#### [What needs to be done]
Return the lines below exactly as they appear, please, starting with the first and ending with the one that contains "positive clicks: (775, 411)".

#### [Records for this exercise]
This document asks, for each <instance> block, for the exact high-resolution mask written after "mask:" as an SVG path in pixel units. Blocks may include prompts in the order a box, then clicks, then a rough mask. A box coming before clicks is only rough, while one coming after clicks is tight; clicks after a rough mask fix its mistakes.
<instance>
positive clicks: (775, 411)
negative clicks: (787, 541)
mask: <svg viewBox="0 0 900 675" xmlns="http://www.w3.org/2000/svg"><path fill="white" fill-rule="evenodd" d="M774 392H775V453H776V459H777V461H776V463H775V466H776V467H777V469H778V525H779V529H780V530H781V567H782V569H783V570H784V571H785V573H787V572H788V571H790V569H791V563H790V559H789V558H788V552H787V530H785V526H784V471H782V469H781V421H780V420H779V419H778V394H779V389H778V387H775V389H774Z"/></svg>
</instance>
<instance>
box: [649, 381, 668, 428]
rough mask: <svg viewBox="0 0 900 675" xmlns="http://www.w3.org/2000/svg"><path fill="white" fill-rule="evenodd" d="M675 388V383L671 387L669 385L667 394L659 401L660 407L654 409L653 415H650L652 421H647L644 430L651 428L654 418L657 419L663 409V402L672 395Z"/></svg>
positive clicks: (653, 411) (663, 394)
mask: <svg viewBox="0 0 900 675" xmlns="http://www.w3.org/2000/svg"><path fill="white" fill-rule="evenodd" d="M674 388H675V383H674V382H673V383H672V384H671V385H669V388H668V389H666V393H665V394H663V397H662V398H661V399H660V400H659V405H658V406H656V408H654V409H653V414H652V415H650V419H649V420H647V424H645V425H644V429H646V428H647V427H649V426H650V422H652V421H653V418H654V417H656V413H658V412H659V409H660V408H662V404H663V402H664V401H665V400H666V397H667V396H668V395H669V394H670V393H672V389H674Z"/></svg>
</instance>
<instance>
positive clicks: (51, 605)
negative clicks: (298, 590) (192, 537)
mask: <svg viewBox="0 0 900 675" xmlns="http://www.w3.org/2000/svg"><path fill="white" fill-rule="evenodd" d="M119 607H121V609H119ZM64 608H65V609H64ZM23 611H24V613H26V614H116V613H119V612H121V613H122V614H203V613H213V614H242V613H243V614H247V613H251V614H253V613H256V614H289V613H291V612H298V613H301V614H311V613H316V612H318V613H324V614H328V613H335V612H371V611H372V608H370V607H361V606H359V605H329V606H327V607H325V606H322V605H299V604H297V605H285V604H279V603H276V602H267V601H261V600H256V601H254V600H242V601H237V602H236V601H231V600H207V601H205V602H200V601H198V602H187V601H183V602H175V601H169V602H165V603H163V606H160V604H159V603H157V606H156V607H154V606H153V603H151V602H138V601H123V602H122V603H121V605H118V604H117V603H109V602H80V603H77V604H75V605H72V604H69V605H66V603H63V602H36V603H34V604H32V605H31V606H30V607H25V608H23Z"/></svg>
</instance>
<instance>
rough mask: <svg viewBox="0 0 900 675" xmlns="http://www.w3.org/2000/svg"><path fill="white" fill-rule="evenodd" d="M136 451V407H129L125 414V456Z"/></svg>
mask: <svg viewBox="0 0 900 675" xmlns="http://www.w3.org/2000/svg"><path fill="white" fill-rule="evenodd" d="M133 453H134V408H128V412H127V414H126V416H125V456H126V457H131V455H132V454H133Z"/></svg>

#### [Response for this exercise]
This document asks, for each <instance> block, for the exact high-resolution mask written after "mask:" as an SVG path in pixel units. Blocks may include prompts in the order a box, then clicks, then a rough mask. A box coming before clicks is only rough, while one coming after clicks is tight; clicks after a rough mask fix its mistakes.
<instance>
positive clicks: (775, 411)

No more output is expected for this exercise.